**TASK DESCRIPTION:** Find the line containing "Trace the outline of each instance of the dark" in the entries below. Restate it and each line after it, word for word, up to and including the line containing "Trace the outline of each instance of the brown".
##########
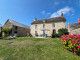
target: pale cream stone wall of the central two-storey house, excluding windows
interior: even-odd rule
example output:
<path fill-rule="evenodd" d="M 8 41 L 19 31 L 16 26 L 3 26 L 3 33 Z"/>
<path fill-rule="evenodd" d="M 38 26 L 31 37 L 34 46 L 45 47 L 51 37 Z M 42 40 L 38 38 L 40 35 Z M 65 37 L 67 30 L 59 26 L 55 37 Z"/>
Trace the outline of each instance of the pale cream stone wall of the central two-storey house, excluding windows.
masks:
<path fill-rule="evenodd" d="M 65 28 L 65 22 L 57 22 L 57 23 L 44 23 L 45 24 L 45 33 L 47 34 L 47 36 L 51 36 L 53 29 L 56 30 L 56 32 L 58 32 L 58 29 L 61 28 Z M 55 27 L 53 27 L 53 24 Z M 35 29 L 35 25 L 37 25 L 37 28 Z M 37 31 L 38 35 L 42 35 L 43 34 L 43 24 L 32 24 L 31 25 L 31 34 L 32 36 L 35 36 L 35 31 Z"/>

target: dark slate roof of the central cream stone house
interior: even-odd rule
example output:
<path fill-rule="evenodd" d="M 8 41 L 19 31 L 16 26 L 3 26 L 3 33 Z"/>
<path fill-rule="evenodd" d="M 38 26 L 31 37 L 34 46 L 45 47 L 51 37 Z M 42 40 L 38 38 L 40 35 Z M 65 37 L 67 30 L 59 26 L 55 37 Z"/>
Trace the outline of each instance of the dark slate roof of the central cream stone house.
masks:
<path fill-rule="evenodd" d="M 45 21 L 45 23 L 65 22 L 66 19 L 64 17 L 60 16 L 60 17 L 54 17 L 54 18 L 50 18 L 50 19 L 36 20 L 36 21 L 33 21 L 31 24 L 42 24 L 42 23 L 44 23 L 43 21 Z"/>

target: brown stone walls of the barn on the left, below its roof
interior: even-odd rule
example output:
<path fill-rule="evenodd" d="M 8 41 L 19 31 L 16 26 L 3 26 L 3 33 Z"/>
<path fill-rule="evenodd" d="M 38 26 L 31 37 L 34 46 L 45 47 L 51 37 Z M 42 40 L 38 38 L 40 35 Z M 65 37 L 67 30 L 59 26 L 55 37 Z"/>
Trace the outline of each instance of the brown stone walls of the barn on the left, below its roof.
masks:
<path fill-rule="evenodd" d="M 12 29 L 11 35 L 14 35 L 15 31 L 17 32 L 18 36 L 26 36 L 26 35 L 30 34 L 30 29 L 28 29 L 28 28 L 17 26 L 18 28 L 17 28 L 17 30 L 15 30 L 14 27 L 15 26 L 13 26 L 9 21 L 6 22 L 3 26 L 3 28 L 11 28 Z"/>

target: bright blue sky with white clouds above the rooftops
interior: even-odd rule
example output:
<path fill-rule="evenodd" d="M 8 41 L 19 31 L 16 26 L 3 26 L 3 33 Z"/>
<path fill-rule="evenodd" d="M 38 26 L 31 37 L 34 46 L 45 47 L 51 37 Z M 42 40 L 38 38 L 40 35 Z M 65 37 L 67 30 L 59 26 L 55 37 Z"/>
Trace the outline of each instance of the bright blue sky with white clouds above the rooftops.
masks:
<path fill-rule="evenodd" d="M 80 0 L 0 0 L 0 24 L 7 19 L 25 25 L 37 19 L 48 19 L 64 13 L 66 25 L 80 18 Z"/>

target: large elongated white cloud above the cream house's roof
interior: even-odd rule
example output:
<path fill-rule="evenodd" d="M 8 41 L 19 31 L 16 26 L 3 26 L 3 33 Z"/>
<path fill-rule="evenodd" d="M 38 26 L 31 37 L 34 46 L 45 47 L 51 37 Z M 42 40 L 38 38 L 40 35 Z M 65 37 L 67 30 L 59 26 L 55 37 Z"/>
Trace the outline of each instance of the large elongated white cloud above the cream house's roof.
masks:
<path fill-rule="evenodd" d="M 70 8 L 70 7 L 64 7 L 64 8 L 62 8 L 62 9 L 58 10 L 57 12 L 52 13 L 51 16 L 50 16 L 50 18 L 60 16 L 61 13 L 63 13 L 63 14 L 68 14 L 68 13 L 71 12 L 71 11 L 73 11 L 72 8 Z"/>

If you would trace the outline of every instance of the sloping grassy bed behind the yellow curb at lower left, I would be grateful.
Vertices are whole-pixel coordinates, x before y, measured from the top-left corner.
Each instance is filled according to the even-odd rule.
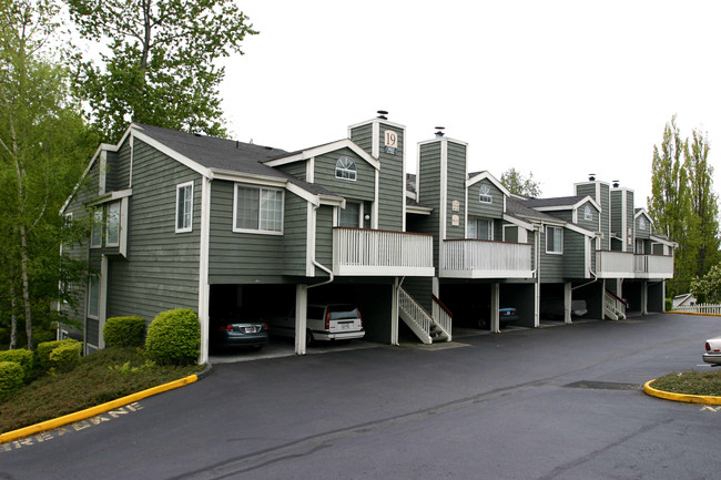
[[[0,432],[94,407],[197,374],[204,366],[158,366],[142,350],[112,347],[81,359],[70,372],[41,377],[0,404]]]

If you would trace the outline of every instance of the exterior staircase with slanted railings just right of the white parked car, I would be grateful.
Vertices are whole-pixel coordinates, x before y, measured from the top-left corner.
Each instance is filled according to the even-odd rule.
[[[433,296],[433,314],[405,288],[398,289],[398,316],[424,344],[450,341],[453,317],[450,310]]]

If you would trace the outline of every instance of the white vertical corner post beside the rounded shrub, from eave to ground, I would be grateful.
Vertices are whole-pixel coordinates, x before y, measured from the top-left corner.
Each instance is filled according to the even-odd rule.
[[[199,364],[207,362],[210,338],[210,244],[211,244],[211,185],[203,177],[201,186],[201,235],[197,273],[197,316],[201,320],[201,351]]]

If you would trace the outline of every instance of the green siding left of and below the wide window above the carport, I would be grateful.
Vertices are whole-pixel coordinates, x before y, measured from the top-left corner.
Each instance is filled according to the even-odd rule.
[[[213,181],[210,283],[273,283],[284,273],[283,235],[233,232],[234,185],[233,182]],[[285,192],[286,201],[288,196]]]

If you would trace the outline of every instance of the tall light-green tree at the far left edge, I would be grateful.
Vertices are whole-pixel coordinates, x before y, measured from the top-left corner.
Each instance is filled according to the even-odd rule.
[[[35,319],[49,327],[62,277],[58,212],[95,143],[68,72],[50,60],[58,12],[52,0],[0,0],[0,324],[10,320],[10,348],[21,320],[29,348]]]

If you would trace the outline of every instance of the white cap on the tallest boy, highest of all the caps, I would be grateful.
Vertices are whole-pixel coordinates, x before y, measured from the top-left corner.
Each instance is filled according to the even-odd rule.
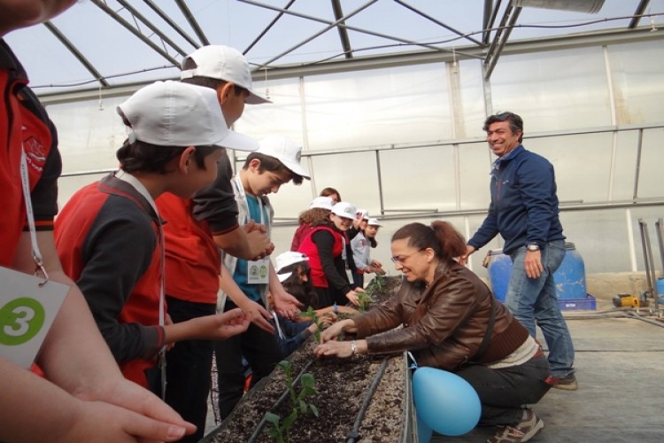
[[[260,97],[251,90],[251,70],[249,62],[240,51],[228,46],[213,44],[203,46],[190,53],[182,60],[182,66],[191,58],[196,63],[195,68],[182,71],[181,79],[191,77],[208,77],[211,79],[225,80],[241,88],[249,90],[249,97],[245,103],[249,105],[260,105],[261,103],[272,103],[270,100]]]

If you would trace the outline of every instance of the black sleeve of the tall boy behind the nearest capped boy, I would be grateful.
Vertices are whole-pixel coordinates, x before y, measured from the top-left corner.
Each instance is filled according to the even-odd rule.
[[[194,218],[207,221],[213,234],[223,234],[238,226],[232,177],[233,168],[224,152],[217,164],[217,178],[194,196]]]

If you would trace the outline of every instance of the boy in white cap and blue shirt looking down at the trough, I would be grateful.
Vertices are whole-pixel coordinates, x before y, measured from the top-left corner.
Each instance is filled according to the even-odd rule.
##########
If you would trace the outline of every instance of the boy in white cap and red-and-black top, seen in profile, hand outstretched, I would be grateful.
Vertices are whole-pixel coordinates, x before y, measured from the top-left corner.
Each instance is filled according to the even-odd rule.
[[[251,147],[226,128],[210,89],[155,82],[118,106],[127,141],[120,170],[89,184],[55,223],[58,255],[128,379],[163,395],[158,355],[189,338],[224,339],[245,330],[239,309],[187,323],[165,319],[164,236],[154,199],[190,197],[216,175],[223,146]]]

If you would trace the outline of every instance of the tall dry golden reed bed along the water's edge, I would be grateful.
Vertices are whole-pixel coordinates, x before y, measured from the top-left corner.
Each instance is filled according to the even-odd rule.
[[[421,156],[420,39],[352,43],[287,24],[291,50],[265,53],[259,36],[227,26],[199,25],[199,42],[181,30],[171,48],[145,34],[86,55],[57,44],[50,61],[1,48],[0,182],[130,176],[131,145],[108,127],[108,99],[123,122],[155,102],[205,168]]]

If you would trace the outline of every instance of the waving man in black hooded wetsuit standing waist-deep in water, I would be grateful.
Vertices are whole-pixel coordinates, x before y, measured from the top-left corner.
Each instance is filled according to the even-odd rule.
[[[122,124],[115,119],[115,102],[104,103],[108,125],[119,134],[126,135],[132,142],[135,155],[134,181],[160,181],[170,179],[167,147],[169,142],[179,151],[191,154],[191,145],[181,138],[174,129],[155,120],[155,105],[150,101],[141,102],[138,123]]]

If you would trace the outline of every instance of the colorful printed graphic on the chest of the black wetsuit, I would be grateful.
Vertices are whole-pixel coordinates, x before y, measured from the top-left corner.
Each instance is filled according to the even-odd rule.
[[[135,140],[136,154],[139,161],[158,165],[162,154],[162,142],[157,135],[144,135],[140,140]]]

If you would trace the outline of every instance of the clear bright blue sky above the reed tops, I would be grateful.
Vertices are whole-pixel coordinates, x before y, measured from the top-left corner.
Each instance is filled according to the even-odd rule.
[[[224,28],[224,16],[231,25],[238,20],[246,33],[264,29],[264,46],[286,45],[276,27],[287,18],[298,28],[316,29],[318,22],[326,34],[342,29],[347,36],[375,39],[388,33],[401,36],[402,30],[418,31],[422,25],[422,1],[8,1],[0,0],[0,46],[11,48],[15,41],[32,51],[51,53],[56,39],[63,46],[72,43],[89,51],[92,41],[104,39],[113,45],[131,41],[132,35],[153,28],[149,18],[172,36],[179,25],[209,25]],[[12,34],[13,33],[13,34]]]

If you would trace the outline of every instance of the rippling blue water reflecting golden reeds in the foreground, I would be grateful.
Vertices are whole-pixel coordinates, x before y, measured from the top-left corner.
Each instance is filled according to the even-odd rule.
##########
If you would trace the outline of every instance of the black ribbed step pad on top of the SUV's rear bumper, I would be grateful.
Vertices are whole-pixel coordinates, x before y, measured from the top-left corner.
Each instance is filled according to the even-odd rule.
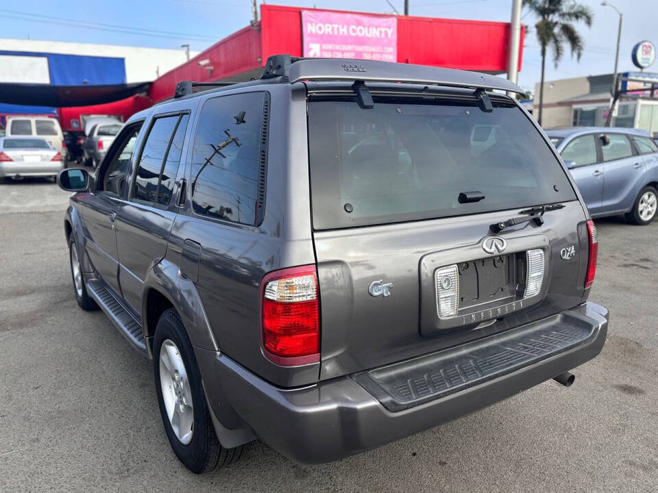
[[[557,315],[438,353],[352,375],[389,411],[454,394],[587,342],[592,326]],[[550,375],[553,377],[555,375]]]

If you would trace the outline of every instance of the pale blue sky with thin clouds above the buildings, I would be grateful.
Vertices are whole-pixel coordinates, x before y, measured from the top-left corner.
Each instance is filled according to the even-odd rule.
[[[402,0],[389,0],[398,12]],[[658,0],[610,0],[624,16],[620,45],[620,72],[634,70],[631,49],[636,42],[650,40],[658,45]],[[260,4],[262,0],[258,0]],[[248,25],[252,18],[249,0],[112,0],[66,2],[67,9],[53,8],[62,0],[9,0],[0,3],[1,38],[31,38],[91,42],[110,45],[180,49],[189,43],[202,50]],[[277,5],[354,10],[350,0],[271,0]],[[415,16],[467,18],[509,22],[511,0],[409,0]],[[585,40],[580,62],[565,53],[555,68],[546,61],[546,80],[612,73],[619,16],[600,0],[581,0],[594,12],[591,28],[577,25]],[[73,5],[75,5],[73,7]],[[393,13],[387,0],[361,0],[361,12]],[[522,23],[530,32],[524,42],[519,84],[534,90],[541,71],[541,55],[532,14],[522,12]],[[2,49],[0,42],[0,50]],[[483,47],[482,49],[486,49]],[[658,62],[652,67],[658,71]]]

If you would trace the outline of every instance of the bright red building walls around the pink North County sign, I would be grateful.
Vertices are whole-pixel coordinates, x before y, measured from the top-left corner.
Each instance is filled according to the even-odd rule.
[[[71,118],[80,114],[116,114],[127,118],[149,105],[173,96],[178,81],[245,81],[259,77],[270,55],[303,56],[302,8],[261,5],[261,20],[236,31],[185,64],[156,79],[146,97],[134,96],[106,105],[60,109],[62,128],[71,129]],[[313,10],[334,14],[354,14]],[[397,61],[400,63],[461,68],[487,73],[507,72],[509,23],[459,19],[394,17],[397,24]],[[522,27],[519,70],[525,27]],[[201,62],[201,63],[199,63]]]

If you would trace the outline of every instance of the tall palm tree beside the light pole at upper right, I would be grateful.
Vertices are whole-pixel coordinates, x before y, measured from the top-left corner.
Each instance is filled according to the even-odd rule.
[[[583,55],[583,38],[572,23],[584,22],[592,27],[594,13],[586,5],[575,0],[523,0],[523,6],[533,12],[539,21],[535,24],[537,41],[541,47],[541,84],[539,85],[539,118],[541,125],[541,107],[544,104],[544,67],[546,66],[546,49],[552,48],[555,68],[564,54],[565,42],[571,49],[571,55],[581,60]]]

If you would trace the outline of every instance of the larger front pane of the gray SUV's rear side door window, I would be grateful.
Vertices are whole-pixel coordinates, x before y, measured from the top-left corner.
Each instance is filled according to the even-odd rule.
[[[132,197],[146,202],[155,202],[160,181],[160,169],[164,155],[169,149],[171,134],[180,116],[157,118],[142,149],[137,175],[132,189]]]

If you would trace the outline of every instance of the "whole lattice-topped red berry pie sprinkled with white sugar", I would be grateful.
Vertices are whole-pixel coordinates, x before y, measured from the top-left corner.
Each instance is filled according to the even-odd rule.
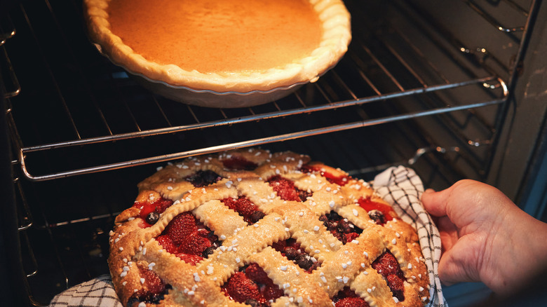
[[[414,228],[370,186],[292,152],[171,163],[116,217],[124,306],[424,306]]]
##########
**WRITTEN SOLUTION:**
Trace the outline of each instance of the dark slate roof of the central cream stone house.
masks:
<path fill-rule="evenodd" d="M 45 21 L 45 23 L 65 22 L 66 19 L 64 17 L 60 16 L 60 17 L 54 17 L 54 18 L 50 18 L 50 19 L 36 20 L 36 21 L 33 21 L 31 24 L 42 24 L 42 23 L 44 23 L 43 21 Z"/>

target: brown stone walls of the barn on the left, below its roof
interior: even-odd rule
example output:
<path fill-rule="evenodd" d="M 8 41 L 19 31 L 16 26 L 3 26 L 3 33 Z"/>
<path fill-rule="evenodd" d="M 38 26 L 31 37 L 34 46 L 45 47 L 51 37 Z M 42 40 L 38 38 L 40 35 Z M 65 37 L 67 30 L 59 26 L 55 37 Z"/>
Trace the outline of each instance of the brown stone walls of the barn on the left, below its roof.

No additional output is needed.